**About this task**
Gather all lines in the entries below that include the word "Each".

+--

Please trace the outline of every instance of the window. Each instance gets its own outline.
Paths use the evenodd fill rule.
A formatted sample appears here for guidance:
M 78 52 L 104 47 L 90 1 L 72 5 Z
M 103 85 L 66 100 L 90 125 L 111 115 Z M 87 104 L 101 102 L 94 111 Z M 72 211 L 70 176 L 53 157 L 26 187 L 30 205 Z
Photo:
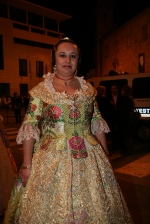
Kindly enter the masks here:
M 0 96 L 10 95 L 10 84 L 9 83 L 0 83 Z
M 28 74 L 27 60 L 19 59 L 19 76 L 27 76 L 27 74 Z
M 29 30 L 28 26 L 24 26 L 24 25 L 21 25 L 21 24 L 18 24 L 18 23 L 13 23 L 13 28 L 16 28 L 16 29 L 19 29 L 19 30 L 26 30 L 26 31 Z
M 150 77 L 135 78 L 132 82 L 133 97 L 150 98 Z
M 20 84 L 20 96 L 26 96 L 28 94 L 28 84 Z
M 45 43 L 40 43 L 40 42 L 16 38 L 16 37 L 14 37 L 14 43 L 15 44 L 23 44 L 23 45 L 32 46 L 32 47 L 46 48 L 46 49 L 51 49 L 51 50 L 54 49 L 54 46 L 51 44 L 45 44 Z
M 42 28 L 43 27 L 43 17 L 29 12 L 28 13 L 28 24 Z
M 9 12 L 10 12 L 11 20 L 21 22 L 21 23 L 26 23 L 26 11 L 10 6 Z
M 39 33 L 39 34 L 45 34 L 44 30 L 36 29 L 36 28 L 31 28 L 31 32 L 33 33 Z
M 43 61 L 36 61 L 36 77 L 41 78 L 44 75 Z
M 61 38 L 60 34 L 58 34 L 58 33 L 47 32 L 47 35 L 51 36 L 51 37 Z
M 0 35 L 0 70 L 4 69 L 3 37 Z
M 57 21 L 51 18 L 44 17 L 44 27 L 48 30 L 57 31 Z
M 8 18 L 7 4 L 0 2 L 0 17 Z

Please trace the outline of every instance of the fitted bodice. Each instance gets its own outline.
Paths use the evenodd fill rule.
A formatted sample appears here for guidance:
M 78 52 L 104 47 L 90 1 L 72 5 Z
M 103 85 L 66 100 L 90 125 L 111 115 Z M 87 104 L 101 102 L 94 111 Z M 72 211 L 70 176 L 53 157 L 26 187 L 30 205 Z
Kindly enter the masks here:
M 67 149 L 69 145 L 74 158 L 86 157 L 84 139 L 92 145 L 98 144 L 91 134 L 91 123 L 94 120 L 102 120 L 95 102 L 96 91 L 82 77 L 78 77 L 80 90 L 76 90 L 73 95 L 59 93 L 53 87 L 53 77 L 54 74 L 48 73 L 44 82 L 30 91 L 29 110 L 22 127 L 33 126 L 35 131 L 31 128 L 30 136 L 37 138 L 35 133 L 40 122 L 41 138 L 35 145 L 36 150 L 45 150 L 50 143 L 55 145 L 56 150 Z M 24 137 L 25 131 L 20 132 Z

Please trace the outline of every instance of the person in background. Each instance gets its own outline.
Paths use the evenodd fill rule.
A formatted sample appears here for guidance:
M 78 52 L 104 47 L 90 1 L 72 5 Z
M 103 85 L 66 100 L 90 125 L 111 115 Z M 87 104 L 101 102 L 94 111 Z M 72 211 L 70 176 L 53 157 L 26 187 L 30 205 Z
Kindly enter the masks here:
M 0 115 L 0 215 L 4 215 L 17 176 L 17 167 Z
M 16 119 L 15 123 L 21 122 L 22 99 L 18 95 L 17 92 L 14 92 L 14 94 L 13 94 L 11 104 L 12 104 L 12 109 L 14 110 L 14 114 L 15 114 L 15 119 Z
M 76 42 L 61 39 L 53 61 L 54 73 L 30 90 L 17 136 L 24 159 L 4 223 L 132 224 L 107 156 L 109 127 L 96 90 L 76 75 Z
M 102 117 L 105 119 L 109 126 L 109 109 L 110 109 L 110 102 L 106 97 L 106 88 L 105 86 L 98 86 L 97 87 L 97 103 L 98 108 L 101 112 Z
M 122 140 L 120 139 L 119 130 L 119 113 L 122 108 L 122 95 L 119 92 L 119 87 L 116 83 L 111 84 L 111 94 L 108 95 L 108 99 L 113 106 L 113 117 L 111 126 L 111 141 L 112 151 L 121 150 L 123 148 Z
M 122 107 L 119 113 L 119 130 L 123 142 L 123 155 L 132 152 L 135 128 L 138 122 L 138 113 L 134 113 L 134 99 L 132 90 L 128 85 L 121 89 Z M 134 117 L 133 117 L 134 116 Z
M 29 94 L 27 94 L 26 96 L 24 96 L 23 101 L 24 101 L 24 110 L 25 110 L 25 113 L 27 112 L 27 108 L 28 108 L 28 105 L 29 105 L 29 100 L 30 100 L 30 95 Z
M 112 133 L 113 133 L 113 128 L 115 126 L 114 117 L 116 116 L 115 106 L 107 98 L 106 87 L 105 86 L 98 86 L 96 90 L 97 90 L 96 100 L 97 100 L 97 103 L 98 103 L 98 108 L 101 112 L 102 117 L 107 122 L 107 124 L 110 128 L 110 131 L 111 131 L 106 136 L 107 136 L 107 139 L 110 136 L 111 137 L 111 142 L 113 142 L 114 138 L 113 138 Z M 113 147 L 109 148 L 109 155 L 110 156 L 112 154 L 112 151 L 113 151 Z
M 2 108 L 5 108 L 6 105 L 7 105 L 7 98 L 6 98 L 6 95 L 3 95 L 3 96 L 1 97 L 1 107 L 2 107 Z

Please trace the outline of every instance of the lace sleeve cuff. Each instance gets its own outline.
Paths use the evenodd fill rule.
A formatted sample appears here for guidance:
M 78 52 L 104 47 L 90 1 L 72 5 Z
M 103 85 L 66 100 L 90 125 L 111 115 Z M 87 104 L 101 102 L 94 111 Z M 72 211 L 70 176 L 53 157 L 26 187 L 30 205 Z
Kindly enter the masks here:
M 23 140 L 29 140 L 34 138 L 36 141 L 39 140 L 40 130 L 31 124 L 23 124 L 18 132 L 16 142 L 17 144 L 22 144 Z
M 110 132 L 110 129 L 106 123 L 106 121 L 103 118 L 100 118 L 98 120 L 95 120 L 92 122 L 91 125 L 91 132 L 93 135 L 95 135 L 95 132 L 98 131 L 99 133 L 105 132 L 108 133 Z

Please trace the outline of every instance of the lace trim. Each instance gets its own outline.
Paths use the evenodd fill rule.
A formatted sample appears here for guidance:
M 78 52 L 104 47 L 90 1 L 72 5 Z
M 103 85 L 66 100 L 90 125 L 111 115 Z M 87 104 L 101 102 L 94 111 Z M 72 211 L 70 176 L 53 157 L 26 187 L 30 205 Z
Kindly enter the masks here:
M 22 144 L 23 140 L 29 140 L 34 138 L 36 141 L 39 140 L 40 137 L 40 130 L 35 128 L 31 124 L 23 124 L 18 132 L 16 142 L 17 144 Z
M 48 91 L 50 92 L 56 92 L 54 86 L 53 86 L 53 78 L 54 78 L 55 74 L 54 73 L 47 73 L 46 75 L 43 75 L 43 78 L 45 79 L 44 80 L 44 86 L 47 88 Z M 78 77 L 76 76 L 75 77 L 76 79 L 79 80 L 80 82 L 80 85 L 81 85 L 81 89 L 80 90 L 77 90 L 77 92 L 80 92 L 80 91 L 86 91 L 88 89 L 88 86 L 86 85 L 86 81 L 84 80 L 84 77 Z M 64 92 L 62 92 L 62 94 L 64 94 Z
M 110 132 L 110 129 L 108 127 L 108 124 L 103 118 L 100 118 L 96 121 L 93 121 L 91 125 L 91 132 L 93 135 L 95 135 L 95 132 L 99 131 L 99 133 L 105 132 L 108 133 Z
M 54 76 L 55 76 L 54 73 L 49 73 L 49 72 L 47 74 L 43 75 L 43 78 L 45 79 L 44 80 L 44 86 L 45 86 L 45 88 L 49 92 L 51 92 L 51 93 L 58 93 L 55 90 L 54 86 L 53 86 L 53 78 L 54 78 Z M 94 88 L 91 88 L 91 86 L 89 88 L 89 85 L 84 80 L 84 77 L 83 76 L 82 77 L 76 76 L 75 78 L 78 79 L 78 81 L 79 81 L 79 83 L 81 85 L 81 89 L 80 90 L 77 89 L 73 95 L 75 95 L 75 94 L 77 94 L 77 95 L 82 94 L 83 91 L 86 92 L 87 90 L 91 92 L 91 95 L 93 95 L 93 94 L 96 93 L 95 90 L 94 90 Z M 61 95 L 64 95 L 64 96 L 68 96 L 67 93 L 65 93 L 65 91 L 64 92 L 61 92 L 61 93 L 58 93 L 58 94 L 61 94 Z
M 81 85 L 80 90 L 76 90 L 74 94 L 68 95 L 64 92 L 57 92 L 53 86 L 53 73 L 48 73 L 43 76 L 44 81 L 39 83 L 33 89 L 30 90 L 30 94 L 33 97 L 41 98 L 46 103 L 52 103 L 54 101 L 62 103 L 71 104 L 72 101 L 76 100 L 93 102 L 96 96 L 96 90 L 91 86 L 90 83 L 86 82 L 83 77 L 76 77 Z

+--

**Answer box**
Please trace the outline of every instance of the window. Each instance gets its own outline.
Please trace the outline of every instance of the fitted bodice. Each instance gets its own outline.
Please trace the outline of every instance of the person in background. Each instance gets its own outline.
Please trace the outline of every instance of the lace sleeve cuff. Each instance gets its own outline.
Please trace the outline of every instance of the lace trim. Each instance gets its own outline.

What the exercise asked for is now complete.